═════ Document source

L’œuvre de Duras traverse une période qui a été décrite comme celle de la modernité dans les arts. La rupture avec le modèle balzacien du roman est marquée dès 1925 avec André Gide, qui place l’écriture elle-même au centre de l’intrigue. Duras a souvent été rapproché du courant du Nouveau roman, qui systématise la problématique « le récit n’est plus l’écriture d’une aventure, mais l’aventure d’une écriture »,  bien qu’elle ait toujours nié ce lien. Le roman moderne se caractérise par le doute quant à la véracité de l’intrigue, l’identité du narrateur et sa réelle connaissance du récit qu’il entreprend. La narration met en scène le statut de l’homme face à l’incertitude du monde, elle remet en cause l’adéquation entre l’homme et le langage. Duras dit dans La Vie Matérielle (1987) « Ecrire ce n’est pas raconter des histoires, c’est raconter une histoire et son absence, c’est raconter une histoire qui en passe par son absence ». Elle propose le vide, l’absence comme but de l’écriture. Elle déploie une véritable déconstruction de la création littéraire, qui repose sur le néant, l’histoire racontée révèle sa propre impossibilité.

Le cycle indien

Marguerite Duras dispose déjà d’une certaine notoriété lorsqu’elle écrit Le Ravissement de Lol V. Stein en 1964. Ce roman subtil et déroutant va être à l’origine d’un véritable période de création pour Duras, communément appelé le « cycle indien » par la critique. Une série de livres et de films vont se déployer et se faire écho dans le cycle. Trois textes font ainsi suite au Ravissement Le Vice Consul, India Song et L’Amour. Elle écrit et réalise également trois films en peu de temps, à la fin des années 70: La Femme du Gange, India Song et Son nom de Venise dans Calcutta désert. Ce système d’écho va mettre en place un monde fictif très original, à l’intérieur duquel les motifs et les figures circulent et se répètent. Le Ravissement de Lol V. Stein est la tentative d’exploration, de connaissance du personnage de Lol, par un narrateur aussi égaré et démuni que le lecteur devant ce personnage insaisissable. La thématique de la passion amoureuse, motif qui traverse et donne vie à toute l’œuvre durassienne, est traité ici avec une subtilité et une intensité troublantes, et inscrit paradoxalement ce roman de la transgression dans la tradition de la thématique de l’amour impossible. La transgression est celle de l’écriture, une écriture de l’effacement, qui tend à estomper le sens, plutôt qu’à le restituer. Duras dit qu’elle « fait correspondre l’énormité de la douleur avec la maigreur des mots », la violence de la thématique de l’amour est compensée par une écriture du silence, métaphorisé dans le roman par le personnage de Lol.

══════════
═════ Données fournies

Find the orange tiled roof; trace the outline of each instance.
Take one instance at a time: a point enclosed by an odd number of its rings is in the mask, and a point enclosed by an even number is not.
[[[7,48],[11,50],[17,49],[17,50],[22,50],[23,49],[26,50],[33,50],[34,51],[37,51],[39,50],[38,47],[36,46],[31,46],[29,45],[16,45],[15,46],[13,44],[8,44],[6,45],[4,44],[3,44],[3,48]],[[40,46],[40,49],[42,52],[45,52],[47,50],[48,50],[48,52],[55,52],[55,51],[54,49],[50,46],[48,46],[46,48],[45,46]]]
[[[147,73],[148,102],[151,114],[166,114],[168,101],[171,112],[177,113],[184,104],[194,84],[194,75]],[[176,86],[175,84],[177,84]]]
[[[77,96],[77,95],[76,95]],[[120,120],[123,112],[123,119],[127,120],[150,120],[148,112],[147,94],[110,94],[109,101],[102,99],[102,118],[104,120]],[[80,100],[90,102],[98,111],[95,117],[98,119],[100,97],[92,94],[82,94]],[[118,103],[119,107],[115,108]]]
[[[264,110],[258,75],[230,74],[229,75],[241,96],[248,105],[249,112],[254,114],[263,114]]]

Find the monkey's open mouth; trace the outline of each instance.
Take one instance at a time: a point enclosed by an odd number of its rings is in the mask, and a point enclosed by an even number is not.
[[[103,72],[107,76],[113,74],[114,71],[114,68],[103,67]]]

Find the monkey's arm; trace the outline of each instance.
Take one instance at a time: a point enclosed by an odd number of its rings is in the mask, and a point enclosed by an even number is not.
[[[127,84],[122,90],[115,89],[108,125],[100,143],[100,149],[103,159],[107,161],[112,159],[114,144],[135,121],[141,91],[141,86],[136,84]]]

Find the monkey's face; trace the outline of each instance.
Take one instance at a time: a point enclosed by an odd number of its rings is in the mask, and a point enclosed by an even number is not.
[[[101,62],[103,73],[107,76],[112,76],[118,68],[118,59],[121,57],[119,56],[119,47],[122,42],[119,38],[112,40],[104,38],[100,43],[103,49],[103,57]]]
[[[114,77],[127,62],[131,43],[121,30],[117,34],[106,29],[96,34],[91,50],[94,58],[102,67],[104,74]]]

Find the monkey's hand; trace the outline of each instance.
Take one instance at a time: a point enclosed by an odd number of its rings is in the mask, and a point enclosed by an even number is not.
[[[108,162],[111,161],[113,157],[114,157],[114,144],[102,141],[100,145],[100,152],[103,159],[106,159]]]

══════════

Poursuivez le texte sur l'œuvre de Marguerite Duras en enchaînant directement sur sa dernière phrase.

● Réponse attendue
La consécration

Duras reçoit le Goncourt en 1984 pour L’Amant, qui constitue un immense succès commercial. Le récit d’inspiration autobiographique, qui alterne entre première et troisième personne,  retrace le trajet de l’auteur vers sa « scène fondamentale », son « image absolue », cette traversée du Mékong, pendant laquelle une petite blanche de quinze ans et demi va être abordée par un riche Chinois qui va tomber éperdument amoureux d’elle. Le roman détient un véritable aspect « d’apprentissage », qui passe par le franchissement d’interdits qui permet d’accéder soi. Le texte rend compte de l’exotisme de l’enfance indochinoise de l’auteur, mais également de la violence latente, mortifère qui unit les membres de la famille de la jeune fille, avec l’image inquiétante du grand-frère, le « tueur ». L’amant aurait aussi bien pu s’appeler « La mère », tant ce personnage tient une place capitale dans l’œuvre. La folie de la mère, sa préférence évidente pour le grand frère, la relation d’amour-haine qui la lie à la jeune fille, « la saleté, ma mère, mon amour » nous dit-elle, sont des motifs structurants de l’œuvre. Mais le récit est avant tout celui d’une vocation, celle de l’écriture, et du chemin qu’a du parcourir l’auteur pour y accéder. Ecriture d’une poésie rare, qui témoigne d’une maîtrise parfaite du rythme et de l’image par l’auteure consacrée.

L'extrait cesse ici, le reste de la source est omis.